# SELECTED EXTRACT start
One of the complicated limitations on faculty political action stems from a two-part problem: it is hard to know what the faculty of a given institution think and it is hard to find a position from which faculty, whether elected, appointed or self-proclaimed, can speak with recognized authority about what faculty think about a given issue.
That leads to a familiar kind of slippage that happens in any system of political representation, in which people who have representational responsibilities or even people who claim the right of representing the interests of a group or faction have the discretion to sharpen or obscure in any given deliberation whether they are speaking purely as individuals, whether they are speaking on behalf of some highly specified group, or whether they are invoking their sense of the “will of the whole”. Like people who claim representative authority in other systems, faculty sometimes blur the basis for saying that a relevant group of colleagues have a particular preference for some action or hold to a particular point-of-view.
So it’s an ordinary kind of problem and it is hard to see what anybody might do to resolve it with changes to the structure of faculty committees, faculty procedures, and so on that are laid out in many university and college handbooks. Some kinds of faculty governance structures in some institutions are quite explicit about the representative character of a particular role. A chair represents their department to the administration, which generally obligates chairs to speak on behalf of the needs and views of colleagues where they might in other circumstances disagree with them. (Though chairs also often represent administrations to departments, and get pulled in two directions.) Faculty senates, where they exist, are usually sketched out as explicitly representative, though the constituency can vary from “all faculty” to “divisional faculty” to even more specific groups.
Elected committees of other kinds, often used for governance at smaller colleges, often do not have formal representational charges to their members. But speaking as a veteran of both such committees at my institution, it’s fairly common for faculty there to speak on behalf of methodological and transdisciplinary communities that they believe share interests or dispositions—all STEM faculty, all quantitative faculty, all humanists, all qualitative social scientists, etc., depending on the issue on the floor. Those same claims are sometimes made in larger faculty meetings, though in that case there is always the danger of being contradicted by someone else with equal claim to membership in the same group about what that group does or does not prefer about a particular issue.
How we come to know—or think we know—what other faculty want is a many-splendored thing. Sometimes there’s an actual vote in a faculty meeting on an actual resolution where the vote also serves as a kind of suggestive indicator of the size of two major factions that weigh on other considerations and decisions. And yet those factions can melt into smaller fragments or recombine into different coalitions instantly depending on the issue at hand and depending on the rhetorical moves made on the chessboard in a particular meeting or deliberative occasion.
# SELECTED EXTRACT end
# EXCERPTED DATA start
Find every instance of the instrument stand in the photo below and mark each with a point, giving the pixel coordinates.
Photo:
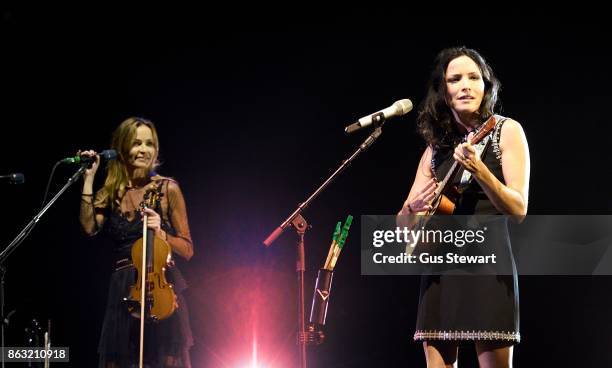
(21, 237)
(299, 223)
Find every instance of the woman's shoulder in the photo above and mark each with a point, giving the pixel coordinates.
(507, 123)
(167, 183)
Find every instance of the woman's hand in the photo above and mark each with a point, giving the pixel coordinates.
(467, 156)
(91, 171)
(153, 220)
(422, 201)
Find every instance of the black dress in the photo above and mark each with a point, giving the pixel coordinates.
(471, 307)
(119, 340)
# EXCERPTED DATA end
**GIVEN TASK 1**
Please lay out the records as a Markdown table with the columns Row and Line, starting with the line that contains "Find every instance of the woman's hand" and going on through the final line of the records, leaving out any blank lines.
**GIVEN TASK 2**
Pick up the essay on faculty political representation and keep writing from its last sentence.

**EXERCISE ANSWER 1**
| Row | Line |
|---|---|
| 1 | Find every instance of the woman's hand in the photo above and mark each with a point, giving the pixel coordinates. |
| 2 | (467, 156) |
| 3 | (91, 171) |
| 4 | (153, 220) |
| 5 | (422, 201) |
| 6 | Find every instance of the black dress in the photo above and mark each with a point, giving the pixel coordinates. |
| 7 | (471, 307) |
| 8 | (119, 340) |

**EXERCISE ANSWER 2**
Some sociologically-indexed factions often don’t get explicitly invoked but are visible in votes and other formal tests of preference—junior faculty and senior faculty, men and women, people with a lot of administrative service and people who are vested in the production of scholarship, faculty of color and white faculty.
Many faculties across the U.S. have no other formal mechanisms for determining where the balance of sentiment lies on any given issue. We don’t run polls, we don’t do surveys. (Or we do surveys, they’re anonymized and generally get held as proprietary research data by whomever is conducting them, and thus aren’t very good for informing situated claims in relationship to a deliberation or decision.) Sometimes there are consultants who say that the faculty think this or that, but the data behind those claims is frequently subjective or shaky.
I know many small colleges where a committee with a particular charge may either call people to a consultative meeting (or many such) or may ask faculty with concerns or views to email them or visit them during office hours, or where there is some form of a “listening tour” where the committee members go to departments to talk with them. The problem with those approaches usually is that they’re only marginally better than just being a person who attends many faculty social gatherings if the people on a listening tour don’t scrupulously represent what they hear from others—and even if they do, there are often large groups who don’t participate or speak where the best you can do is guess at what they think or want.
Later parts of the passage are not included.